## Work required
Pull every line that includes the word "window" from the data.

Collected data
┌──

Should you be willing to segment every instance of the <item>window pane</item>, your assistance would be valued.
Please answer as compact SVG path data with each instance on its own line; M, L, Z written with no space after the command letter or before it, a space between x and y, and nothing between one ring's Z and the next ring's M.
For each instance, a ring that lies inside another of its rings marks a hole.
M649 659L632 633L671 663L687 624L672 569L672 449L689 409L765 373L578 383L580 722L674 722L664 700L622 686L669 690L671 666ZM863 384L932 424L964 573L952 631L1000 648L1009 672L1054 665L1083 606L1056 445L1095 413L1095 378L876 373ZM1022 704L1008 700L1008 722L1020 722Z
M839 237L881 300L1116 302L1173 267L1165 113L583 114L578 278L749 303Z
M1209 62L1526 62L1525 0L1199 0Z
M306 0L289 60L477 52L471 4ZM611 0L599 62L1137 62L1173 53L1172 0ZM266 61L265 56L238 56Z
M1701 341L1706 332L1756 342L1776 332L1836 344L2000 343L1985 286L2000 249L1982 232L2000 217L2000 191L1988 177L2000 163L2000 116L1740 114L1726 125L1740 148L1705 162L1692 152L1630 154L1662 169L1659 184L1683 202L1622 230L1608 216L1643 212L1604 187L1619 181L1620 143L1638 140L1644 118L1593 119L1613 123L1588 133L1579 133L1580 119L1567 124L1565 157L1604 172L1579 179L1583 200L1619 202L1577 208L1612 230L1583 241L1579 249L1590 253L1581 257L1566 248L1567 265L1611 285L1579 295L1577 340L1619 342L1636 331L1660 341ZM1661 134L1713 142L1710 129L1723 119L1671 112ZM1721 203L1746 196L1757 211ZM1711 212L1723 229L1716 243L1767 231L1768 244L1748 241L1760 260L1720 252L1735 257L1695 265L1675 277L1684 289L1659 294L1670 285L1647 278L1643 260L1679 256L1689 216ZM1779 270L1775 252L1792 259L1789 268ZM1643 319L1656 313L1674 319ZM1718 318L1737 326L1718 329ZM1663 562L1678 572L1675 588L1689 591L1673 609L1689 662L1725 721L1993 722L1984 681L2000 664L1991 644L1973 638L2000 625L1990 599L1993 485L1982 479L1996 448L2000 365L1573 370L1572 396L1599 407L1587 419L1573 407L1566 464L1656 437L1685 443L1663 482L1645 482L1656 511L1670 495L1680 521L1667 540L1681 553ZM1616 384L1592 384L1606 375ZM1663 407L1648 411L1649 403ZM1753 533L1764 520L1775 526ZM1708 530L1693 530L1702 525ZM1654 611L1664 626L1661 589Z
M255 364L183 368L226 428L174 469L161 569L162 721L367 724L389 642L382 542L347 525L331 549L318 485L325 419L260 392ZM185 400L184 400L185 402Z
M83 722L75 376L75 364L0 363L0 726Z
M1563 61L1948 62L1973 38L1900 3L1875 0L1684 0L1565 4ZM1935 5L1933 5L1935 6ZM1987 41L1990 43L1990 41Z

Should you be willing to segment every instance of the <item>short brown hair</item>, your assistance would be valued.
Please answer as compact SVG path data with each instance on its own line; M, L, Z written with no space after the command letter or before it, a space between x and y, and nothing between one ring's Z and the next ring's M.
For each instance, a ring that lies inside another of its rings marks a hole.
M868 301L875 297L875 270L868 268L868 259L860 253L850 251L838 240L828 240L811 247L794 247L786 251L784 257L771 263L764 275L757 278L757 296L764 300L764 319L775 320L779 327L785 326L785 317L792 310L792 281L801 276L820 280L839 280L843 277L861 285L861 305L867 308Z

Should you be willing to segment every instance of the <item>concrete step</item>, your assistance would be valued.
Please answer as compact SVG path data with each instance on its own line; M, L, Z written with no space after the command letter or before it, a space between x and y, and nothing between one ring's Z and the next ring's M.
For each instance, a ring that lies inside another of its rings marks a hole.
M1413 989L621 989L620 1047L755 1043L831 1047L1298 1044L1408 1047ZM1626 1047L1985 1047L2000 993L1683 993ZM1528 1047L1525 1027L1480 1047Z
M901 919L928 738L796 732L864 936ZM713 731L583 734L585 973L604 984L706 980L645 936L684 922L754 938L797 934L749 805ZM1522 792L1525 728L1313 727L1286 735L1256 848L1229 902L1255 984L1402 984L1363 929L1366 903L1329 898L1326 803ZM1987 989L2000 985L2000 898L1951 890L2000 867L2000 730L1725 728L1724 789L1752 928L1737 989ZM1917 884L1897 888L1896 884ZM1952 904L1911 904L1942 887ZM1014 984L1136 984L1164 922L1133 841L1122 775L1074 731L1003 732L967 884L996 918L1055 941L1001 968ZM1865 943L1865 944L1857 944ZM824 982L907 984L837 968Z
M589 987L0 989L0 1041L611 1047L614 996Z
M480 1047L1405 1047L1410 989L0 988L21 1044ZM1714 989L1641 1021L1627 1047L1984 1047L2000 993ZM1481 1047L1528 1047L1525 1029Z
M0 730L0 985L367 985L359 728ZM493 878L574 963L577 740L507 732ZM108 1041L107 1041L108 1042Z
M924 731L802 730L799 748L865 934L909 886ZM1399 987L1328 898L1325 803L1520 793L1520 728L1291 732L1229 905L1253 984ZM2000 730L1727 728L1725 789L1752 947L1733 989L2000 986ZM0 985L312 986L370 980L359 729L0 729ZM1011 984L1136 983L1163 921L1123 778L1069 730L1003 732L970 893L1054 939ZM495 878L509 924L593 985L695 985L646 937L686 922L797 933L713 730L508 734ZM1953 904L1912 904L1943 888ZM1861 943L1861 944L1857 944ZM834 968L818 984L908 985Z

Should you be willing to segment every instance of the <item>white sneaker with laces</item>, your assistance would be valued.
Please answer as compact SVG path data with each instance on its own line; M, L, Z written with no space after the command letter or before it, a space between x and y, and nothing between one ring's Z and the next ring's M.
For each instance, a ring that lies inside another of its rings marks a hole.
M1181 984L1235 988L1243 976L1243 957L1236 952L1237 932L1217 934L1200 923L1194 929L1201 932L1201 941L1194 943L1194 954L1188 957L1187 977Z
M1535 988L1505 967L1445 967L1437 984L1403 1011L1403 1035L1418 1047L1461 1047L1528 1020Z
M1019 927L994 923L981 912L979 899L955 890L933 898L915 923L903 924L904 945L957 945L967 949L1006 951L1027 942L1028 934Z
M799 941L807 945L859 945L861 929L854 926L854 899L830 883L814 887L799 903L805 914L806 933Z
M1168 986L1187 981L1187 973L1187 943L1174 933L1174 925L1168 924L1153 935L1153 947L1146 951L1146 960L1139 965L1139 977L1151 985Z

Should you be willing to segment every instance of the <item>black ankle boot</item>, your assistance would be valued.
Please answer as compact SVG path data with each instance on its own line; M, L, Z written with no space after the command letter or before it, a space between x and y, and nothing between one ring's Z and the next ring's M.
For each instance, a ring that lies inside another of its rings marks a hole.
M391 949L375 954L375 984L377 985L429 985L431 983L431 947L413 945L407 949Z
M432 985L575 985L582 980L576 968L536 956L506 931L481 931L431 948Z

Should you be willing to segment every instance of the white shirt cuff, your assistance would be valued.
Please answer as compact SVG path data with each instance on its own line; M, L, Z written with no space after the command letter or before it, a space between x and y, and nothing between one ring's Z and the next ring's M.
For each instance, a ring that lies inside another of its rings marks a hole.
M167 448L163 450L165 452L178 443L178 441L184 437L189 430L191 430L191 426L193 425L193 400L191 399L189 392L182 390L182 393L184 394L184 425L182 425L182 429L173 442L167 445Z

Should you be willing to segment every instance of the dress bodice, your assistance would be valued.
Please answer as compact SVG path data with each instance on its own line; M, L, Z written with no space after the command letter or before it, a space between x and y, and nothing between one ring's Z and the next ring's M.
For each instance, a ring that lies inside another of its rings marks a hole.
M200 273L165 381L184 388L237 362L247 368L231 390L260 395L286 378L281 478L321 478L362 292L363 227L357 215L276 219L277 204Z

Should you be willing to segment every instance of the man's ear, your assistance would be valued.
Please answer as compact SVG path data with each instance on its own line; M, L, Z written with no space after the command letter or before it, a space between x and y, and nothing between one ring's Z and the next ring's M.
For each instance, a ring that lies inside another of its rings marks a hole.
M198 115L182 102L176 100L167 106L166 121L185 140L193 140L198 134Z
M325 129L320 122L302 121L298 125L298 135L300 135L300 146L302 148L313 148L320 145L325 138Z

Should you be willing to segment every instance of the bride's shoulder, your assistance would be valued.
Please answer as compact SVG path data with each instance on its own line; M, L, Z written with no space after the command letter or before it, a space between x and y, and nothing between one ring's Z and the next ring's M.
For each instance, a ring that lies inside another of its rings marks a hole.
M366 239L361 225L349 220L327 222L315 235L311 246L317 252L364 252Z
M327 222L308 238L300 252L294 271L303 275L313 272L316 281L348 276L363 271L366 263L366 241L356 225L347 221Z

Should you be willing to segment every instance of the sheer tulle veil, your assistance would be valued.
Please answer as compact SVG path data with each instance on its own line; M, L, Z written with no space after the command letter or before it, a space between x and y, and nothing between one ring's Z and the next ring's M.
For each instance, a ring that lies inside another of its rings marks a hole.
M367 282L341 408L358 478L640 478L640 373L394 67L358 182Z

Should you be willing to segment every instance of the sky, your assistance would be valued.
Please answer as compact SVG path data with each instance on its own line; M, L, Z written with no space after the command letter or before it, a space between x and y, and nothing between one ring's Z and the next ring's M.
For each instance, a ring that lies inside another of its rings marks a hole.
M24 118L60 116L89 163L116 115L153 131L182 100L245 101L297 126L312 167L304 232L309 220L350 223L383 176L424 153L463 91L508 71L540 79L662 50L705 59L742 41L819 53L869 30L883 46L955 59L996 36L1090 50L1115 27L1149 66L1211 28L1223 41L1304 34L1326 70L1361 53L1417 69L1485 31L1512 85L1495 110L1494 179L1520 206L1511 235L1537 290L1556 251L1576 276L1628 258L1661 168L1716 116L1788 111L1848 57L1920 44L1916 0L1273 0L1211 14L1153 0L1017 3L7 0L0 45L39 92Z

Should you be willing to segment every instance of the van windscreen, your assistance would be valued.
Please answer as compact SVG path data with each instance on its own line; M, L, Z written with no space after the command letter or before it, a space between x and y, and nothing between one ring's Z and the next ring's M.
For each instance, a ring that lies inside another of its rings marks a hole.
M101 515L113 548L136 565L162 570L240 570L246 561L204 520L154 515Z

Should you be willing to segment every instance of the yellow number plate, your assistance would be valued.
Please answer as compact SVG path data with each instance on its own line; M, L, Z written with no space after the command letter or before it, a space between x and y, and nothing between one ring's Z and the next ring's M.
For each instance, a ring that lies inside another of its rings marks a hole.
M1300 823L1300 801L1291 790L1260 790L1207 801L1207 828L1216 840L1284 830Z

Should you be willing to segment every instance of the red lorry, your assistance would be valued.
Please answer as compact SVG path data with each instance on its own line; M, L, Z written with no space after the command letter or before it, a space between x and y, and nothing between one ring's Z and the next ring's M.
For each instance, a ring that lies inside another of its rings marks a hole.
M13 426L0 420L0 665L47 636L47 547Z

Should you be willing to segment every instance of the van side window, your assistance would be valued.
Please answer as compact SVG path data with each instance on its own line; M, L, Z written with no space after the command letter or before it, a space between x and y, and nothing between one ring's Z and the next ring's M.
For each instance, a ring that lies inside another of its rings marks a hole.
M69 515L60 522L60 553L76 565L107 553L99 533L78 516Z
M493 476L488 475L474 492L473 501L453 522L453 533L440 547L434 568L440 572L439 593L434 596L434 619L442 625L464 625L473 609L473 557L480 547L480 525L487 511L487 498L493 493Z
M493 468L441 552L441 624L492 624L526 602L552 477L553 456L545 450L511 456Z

└──

## Solution below
Should you be willing to segment every instance of the <item>window pane</item>, your assistance would be valued.
Should you be willing to segment every instance of the van side window, your assistance would be valued.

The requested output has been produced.